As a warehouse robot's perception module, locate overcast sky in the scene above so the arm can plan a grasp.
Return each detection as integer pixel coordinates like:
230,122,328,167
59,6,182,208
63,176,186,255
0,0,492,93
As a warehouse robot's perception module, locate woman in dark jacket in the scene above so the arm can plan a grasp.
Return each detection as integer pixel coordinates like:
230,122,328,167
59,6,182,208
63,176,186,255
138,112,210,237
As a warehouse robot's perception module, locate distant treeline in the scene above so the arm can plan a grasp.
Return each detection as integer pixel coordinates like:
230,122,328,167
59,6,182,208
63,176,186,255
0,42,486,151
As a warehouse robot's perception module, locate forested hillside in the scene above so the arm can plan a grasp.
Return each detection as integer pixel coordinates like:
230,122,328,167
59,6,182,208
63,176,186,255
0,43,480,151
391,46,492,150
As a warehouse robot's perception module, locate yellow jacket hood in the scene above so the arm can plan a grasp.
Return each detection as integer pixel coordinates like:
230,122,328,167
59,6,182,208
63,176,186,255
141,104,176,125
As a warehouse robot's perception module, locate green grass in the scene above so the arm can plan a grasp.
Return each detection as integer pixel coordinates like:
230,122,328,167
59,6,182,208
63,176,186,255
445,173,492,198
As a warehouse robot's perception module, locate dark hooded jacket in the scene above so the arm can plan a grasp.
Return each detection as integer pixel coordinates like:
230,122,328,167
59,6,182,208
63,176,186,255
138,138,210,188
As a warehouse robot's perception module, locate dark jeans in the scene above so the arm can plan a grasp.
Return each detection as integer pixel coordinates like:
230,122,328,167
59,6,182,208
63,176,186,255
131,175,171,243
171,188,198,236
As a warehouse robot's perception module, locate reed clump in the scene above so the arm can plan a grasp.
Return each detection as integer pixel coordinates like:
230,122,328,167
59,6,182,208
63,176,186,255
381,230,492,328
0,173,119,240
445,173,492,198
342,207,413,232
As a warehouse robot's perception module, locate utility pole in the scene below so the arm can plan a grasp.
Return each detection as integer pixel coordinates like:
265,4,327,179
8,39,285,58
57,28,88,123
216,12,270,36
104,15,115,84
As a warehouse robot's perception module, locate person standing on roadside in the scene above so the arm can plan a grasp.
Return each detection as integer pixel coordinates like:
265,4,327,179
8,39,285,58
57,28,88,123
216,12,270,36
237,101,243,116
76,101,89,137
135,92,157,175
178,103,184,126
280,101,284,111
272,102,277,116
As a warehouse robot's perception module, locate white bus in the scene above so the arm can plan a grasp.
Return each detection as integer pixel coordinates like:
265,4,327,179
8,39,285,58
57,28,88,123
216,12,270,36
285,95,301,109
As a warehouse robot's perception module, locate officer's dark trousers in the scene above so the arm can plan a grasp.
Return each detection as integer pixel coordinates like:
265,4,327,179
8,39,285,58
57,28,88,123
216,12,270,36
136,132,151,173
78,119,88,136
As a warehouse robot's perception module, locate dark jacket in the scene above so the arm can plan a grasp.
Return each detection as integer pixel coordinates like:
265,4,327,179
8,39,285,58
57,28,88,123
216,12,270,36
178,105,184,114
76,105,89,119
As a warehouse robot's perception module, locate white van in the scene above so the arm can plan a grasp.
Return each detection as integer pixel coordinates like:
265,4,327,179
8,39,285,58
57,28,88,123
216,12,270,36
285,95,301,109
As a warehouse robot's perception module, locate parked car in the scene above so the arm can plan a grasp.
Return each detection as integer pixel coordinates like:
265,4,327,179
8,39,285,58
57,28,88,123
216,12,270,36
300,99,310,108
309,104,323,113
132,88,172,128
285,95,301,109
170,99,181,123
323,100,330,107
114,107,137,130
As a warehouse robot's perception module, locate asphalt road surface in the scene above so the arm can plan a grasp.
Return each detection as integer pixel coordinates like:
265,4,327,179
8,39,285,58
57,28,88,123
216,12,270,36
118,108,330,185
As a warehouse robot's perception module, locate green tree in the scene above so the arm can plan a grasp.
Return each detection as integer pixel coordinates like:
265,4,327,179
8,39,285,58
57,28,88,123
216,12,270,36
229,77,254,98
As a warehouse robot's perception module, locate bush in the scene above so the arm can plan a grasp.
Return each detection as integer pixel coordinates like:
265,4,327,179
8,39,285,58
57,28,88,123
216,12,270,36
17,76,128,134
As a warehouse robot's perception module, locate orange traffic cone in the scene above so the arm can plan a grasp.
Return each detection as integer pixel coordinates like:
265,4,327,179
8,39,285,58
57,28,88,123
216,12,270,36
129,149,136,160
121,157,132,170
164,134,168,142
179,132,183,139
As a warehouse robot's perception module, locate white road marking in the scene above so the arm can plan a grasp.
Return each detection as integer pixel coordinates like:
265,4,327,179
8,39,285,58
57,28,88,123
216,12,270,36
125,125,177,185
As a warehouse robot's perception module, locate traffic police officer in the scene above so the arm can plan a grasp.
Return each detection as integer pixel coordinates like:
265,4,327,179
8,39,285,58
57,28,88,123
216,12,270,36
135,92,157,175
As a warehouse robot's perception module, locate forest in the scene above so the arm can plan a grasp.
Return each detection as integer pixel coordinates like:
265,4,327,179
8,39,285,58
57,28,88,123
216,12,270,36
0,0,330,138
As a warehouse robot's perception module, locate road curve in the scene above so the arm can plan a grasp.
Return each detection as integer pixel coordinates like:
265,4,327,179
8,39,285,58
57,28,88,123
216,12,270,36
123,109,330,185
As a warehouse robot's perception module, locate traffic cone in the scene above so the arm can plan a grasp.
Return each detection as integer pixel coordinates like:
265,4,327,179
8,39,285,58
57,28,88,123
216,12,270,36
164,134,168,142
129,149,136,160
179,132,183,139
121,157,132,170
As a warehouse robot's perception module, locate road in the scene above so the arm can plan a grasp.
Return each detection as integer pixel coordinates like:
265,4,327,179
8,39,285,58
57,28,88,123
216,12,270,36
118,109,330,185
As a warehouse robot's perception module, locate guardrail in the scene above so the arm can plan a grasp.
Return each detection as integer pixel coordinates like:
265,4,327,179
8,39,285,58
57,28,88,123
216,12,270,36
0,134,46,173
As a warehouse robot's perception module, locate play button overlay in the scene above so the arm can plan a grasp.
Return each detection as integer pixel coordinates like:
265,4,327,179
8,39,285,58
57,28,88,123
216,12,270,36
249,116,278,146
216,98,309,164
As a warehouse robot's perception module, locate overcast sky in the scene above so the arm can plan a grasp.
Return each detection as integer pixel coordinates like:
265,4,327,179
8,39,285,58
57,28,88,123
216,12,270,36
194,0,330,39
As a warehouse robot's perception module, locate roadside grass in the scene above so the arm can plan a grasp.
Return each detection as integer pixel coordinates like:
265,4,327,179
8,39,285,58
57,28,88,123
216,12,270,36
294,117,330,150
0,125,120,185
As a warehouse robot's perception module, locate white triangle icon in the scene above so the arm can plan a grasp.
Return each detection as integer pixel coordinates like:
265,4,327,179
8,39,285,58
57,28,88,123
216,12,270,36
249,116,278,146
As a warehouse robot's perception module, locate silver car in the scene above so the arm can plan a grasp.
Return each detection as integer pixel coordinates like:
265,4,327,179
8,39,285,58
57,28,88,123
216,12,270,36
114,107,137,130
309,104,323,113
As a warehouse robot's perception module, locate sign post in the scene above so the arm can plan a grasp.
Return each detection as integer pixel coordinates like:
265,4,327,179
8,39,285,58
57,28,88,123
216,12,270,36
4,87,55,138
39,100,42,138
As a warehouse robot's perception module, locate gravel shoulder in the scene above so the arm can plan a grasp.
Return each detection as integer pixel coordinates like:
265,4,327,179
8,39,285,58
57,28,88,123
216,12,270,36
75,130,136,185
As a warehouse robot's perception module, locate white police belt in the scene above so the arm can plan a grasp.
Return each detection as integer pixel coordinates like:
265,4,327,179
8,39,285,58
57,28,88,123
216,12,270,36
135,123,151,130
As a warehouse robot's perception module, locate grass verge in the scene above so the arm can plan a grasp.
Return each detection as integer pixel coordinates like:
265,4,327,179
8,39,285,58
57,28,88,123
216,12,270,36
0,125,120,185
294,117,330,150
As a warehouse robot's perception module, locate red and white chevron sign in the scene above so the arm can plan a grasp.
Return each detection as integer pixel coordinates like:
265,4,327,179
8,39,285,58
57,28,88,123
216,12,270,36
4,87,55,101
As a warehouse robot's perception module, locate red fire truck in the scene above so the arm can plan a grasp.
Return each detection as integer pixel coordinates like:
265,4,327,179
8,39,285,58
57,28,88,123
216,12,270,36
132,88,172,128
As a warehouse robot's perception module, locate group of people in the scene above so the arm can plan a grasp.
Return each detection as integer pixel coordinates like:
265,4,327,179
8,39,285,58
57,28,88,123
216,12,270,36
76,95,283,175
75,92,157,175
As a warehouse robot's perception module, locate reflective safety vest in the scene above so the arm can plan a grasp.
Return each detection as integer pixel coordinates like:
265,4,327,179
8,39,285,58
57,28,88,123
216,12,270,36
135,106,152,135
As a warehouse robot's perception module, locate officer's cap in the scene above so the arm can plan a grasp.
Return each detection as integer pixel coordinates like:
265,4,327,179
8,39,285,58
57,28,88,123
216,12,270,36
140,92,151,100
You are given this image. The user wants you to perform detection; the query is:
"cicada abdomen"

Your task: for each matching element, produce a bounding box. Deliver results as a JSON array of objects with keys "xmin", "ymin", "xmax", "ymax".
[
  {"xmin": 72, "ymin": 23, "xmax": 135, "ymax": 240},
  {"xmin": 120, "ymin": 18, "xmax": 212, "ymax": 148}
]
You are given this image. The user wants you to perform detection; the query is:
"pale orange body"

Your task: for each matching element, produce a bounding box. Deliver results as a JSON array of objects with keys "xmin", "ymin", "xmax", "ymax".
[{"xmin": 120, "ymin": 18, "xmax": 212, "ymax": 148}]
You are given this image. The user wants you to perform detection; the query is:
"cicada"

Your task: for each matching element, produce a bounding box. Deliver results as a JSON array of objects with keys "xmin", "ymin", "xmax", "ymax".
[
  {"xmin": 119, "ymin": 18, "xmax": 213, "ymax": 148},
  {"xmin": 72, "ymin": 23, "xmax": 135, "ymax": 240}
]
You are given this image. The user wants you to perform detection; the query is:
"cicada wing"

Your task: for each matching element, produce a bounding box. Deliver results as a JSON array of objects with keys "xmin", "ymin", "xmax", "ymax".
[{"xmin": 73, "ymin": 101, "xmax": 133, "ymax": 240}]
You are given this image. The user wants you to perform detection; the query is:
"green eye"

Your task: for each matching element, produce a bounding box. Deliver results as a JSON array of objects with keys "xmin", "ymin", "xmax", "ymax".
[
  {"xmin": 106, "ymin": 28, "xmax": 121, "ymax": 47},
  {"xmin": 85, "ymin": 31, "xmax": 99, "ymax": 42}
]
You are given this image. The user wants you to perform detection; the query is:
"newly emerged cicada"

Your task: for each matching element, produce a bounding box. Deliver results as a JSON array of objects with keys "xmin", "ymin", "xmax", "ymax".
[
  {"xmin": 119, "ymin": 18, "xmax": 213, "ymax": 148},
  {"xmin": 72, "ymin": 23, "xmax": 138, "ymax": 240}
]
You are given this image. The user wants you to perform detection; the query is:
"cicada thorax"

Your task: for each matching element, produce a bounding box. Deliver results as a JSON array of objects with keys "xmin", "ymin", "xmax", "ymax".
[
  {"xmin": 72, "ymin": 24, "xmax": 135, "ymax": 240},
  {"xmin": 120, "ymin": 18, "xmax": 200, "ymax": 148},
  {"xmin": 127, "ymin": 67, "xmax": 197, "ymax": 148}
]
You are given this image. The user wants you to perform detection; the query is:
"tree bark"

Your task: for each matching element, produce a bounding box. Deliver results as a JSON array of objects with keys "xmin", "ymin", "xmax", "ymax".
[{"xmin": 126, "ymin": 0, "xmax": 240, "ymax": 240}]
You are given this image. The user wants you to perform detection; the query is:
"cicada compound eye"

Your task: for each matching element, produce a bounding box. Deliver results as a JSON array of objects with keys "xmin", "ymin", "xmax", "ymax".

GOAL OF THE EXERCISE:
Return each line of the items above that contains the word "dark".

TASK OUTPUT:
As a warehouse robot's perception module, locate woman in dark jacket in the scene above so the arm can plan a grasp.
As a warehouse robot's perception module, locate dark hooded jacket in the scene above so the arm can plan a grasp.
As a warehouse robot's perception module, locate dark jeans in the scene above so the arm can plan a grasp.
As a warehouse robot's perception module, locate officer's dark trousers in the scene above so the arm can plan a grasp.
As a warehouse robot's perception module, locate dark jacket in the scene above so the arm can plan a grasp.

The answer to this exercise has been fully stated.